Como lida com o envelhecimento? Com resignação. Sei, desde cedo, que viver é uma doença incurável. Vivo consciente de que um dia a mais é um dia a menos. Confesso que muitas vezes dói, dói fundo, mas nunca – até agora – pensei em desistir.

De que forma o envelhecimento ajuda ou atrapalha a vida sexual? Depois de certa idade, faz-se mais sexo com a cabeça do que com o resto do corpo. Mas existem recursos na medicina que prolongam a vida sexual de homens e mulheres com satisfação. O fundamental é não perder o desejo. Enquanto há tesão, há vida sexual ativa.

O que muda na vida sexual de um casal com tantos anos de convivência? Fala-se mais e faz-se menos. Mas faz-se menos com mais prazer do que quando fazia-se mais e falava-se menos.

Como manter um casamento que já dura 32 anos? Tem que ter tolerância, paciência e amor em primeiro lugar. A tolerância e a paciência têm um percentual muito importante para se ter essa felicidade.
Sua mulher não enlouquece com as atrizes que se aproximam para pedir trabalho? Não, porque há confiança e lealdade na relação e quando nos casamos eu já tinha 20 anos de profissão. E ela não vê nessas aproximações nenhuma intenção que não seja a de procurar um lugar ao sol.

Como lida com as insinuações de mulheres que fariam o “teste do sofá” para estar em uma novela sua? Vejo com naturalidade as atrizes se aproximarem. Até admiro quem faz isso, já que é uma forma objetiva de pedir trabalho. E não sinto nada que possa ser interpretado como assédio ou insinuação. Claro que todas são carinhosas e querem conquistar minha simpatia, mas isso é o que fazem também as vendedoras de loja.

A cultura da celebridade faz o “teste do sofá” ser comum na TV? Posso lhe garantir que existiu, e muito, nos anos 50 e 60, mas não existe mais. As mulheres já não são passivas como antigamente. Hoje elas denunciam. Há pouco tempo tivemos um exemplo das consequências disso na Globo. Além de repudiado pela “vítima” e pela esposa, um produtor foi demitido e ficou com uma péssima reputação entre homens e mulheres, por ter assediado uma atriz.

Dados de apontamento por expressões referenciais
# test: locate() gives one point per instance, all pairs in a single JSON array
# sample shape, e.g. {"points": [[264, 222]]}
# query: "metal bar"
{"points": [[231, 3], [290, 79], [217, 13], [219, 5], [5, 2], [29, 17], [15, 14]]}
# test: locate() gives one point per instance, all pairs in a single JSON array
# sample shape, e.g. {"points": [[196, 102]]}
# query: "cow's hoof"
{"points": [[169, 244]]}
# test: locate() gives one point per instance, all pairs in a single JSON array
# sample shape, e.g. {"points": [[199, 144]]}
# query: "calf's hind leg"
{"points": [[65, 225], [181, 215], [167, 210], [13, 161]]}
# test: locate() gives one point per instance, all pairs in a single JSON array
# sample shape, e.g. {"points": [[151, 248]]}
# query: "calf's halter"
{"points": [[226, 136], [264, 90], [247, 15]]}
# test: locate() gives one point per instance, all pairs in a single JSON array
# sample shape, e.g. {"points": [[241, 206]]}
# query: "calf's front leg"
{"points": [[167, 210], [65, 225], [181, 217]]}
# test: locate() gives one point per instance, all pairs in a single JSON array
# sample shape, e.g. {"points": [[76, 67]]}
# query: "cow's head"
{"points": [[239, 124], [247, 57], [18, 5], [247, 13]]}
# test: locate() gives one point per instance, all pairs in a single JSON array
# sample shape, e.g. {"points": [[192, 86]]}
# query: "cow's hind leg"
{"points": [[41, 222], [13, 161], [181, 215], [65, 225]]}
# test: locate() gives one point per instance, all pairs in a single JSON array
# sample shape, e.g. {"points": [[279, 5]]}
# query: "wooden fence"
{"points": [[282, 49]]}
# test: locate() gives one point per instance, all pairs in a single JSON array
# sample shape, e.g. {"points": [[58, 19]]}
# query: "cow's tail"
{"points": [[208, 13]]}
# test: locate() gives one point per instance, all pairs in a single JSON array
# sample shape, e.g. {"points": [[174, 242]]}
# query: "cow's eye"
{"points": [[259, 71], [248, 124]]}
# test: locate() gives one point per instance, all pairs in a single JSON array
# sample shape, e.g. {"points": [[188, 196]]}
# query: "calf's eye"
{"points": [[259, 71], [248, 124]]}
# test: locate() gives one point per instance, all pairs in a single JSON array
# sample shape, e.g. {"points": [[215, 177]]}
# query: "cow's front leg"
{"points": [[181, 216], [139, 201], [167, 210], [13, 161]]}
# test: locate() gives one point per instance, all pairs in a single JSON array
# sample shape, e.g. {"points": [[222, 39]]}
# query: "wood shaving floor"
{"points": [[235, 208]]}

▶ **Objetivo do exercício**: No texto fornecido, que três qualidades são apontadas como necessárias para manter um casamento de 32 anos?

▶ **Solução do problema**: Tolerância, paciência e amor.